_Source material_
## BEGIN
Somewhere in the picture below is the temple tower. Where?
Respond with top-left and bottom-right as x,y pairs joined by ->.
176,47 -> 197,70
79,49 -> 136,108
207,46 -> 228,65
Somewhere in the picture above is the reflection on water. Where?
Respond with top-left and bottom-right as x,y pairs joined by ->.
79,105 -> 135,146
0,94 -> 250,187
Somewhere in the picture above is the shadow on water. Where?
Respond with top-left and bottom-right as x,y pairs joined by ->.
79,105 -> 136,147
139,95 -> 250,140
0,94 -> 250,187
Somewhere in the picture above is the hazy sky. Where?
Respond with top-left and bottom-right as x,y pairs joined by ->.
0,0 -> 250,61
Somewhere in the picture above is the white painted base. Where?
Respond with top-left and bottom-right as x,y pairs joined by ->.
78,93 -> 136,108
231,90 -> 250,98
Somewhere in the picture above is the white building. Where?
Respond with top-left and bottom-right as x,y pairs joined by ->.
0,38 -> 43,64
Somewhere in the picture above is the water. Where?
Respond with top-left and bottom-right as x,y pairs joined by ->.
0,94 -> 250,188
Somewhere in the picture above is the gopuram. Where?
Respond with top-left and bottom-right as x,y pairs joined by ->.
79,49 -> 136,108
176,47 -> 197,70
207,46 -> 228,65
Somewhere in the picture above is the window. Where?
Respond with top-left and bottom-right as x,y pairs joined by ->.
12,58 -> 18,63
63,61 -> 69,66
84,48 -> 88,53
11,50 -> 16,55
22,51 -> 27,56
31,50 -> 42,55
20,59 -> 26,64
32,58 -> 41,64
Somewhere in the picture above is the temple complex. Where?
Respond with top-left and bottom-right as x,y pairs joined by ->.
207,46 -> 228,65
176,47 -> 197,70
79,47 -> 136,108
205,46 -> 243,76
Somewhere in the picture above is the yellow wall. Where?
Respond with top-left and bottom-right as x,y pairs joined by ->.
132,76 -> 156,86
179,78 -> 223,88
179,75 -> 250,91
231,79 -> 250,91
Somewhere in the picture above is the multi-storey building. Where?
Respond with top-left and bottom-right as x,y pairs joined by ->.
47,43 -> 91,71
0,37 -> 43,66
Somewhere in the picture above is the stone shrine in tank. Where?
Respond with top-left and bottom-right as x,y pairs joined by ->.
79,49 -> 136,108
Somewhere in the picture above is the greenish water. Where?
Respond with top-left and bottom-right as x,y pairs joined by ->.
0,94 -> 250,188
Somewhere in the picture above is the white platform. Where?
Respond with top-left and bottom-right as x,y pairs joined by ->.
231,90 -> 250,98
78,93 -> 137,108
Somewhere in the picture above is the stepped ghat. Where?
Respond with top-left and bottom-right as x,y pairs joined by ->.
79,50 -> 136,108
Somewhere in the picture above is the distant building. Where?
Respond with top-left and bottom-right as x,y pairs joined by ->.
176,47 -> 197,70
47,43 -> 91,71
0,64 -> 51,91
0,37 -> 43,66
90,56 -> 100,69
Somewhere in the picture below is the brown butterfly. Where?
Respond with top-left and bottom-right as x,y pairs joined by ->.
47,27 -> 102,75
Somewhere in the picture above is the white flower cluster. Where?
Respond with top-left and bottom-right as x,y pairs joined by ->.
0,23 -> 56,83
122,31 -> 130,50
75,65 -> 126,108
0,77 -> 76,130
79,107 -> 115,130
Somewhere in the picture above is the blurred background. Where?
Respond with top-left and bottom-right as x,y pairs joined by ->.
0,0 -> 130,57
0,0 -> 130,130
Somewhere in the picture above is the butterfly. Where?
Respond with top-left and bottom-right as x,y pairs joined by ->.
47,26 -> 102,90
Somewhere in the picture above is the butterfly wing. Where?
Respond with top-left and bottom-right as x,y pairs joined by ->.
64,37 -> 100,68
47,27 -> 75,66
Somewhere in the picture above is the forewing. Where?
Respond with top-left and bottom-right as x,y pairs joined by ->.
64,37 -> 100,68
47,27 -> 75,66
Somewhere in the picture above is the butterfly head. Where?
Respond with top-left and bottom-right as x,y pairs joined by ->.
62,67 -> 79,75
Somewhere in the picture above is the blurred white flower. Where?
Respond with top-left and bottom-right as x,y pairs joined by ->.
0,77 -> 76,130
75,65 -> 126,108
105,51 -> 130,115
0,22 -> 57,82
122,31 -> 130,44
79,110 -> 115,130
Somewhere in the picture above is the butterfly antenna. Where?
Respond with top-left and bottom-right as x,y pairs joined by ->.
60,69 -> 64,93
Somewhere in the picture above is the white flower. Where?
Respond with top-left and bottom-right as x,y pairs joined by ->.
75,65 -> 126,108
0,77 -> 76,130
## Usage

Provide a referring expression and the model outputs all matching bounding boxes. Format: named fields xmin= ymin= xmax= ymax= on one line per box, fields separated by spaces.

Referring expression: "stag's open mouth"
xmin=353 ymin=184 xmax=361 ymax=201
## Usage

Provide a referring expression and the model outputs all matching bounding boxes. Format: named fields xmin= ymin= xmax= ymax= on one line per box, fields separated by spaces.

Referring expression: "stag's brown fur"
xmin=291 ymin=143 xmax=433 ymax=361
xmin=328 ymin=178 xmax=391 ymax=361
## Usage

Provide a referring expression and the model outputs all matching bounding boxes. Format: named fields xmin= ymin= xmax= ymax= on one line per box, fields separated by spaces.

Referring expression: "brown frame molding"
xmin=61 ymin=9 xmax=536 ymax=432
## END
_Exercise description_
Reproduce all of the lines above verbatim, from the first to the last.

_Written response_
Somewhere in the picture below is the temple tower. Where?
Respond with top-left and bottom-right as x,y pairs joined by ->.
176,47 -> 197,70
79,49 -> 136,108
207,46 -> 228,65
Somewhere in the picture above is the reflection on water. Where?
Respond with top-left and bottom-right as x,y pairs joined by ->.
79,105 -> 135,146
0,94 -> 250,187
Somewhere in the picture above is the shadow on water. Where?
Respond with top-left and bottom-right as x,y pairs joined by ->.
79,105 -> 136,147
139,95 -> 250,140
0,94 -> 250,187
Somewhere in the picture above is the hazy sky. Where?
Respond with top-left and bottom-right as x,y pairs joined by ->.
0,0 -> 250,61
Somewhere in the picture above is the white painted base. Where?
Respond with top-left and bottom-right as x,y pairs joined by ->.
78,93 -> 136,108
231,90 -> 250,98
Somewhere in the picture above is the white building. Where?
Respond with top-left and bottom-right as x,y pairs joined by ->.
0,38 -> 43,64
Somewhere in the picture above is the water. Where?
Respond with top-left and bottom-right as x,y pairs joined by ->.
0,94 -> 250,188
Somewhere in the picture above is the gopuram. Where?
Respond with top-left and bottom-right as x,y pairs joined by ->.
79,49 -> 136,108
176,47 -> 197,70
207,46 -> 228,65
Somewhere in the picture above is the window. Where?
Respond with top-left and bottom-right as x,y pairs joined by ->.
12,58 -> 18,63
63,61 -> 69,66
84,48 -> 88,53
11,50 -> 16,55
22,51 -> 27,56
31,50 -> 42,55
20,59 -> 26,64
32,58 -> 41,64
Somewhere in the picture above is the temple complex. Where?
Respond with top-left and bottom-right as x,y pairs joined by ->.
207,46 -> 228,65
176,47 -> 197,70
79,47 -> 136,108
205,46 -> 243,76
Somewhere in the picture above is the yellow wall. Where?
Respond with top-left and bottom-right as x,y pairs joined by ->.
132,76 -> 156,86
179,78 -> 223,88
179,75 -> 250,91
231,79 -> 250,91
Somewhere in the picture above is the multi-storey building. Where?
Respond with top-left and bottom-right as x,y pairs joined by ->.
47,43 -> 91,71
0,37 -> 43,66
Somewhere in the picture above is the stone shrine in tank. Where?
Respond with top-left and bottom-right as x,y pairs joined by ->.
79,49 -> 136,108
Somewhere in the picture above is the greenish water. Where?
Respond with top-left and bottom-right as x,y pairs joined by ->.
0,94 -> 250,188
Somewhere in the picture above is the white platform. Where?
Respond with top-left and bottom-right as x,y pairs joined by ->.
231,90 -> 250,98
78,93 -> 137,108
Somewhere in the picture above is the stepped ghat. Where?
Respond with top-left and bottom-right as x,y pairs joined by ->.
79,50 -> 136,108
Somewhere in the picture above is the distant building. Where?
Respond with top-left and bottom-right as x,y pairs joined by ->.
176,47 -> 197,70
47,43 -> 91,71
0,64 -> 51,91
0,37 -> 43,66
90,56 -> 100,69
Somewhere in the picture below is the brown butterfly. Where?
Respond with top-left and bottom-right as x,y pairs joined by ->.
47,27 -> 102,75
Somewhere in the picture above is the white flower cluster. Where?
Respond with top-left and bottom-right as x,y pairs joined by ->.
0,23 -> 56,83
122,31 -> 130,50
75,65 -> 126,108
0,77 -> 76,130
79,107 -> 115,130
Somewhere in the picture above is the blurred background. Where?
Respond with top-left and bottom-right as x,y pairs joined by ->.
0,0 -> 130,57
0,0 -> 130,130
Somewhere in the picture above is the butterfly. Where?
Respond with top-left and bottom-right as x,y pairs joined by ->.
47,26 -> 102,90
Somewhere in the picture above is the butterfly wing. Where?
Respond with top-left and bottom-right as x,y pairs joined by ->.
64,37 -> 100,68
47,27 -> 75,66
Somewhere in the picture above is the forewing. Where?
Respond with top-left and bottom-right as x,y pairs joined by ->.
64,37 -> 100,68
47,27 -> 75,66
Somewhere in the picture above is the butterfly head. Where?
Respond with top-left and bottom-right as x,y pairs joined by ->.
62,67 -> 79,75
Somewhere in the picture above is the blurred white flower. Where?
Respond with top-left and bottom-right as x,y pairs joined by ->.
0,77 -> 76,130
75,65 -> 126,108
105,51 -> 130,115
0,22 -> 57,82
122,31 -> 130,44
79,110 -> 115,130
Somewhere in the picture above is the butterfly antenna. Where?
Respond with top-left and bottom-right as x,y pairs joined by ->.
60,69 -> 64,93
Somewhere in the picture above is the white flower. Where?
Respond with top-left and bottom-right as x,y pairs joined by ->.
75,65 -> 126,108
0,77 -> 76,130
## Usage

Provide a referring expression and the model outputs all matching bounding boxes. Format: named fields xmin= ymin= xmax= ymax= on one line per box, fields separated by spaces.

Referring expression: "stag's open mouth"
xmin=353 ymin=184 xmax=361 ymax=201
## Usage

Provide a referring expression and the model outputs all matching bounding boxes. Format: named fields xmin= ymin= xmax= ymax= on one line per box, fields separated by spaces.

Referring expression: "stag's brown fur"
xmin=291 ymin=143 xmax=433 ymax=361
xmin=328 ymin=178 xmax=391 ymax=361
## Usage

Provide a referring expression and the model outputs all matching bounding boxes. Format: named fields xmin= ymin= xmax= ymax= on one line per box, fields separated by spaces.

Referring expression: "brown frame molding"
xmin=61 ymin=9 xmax=536 ymax=432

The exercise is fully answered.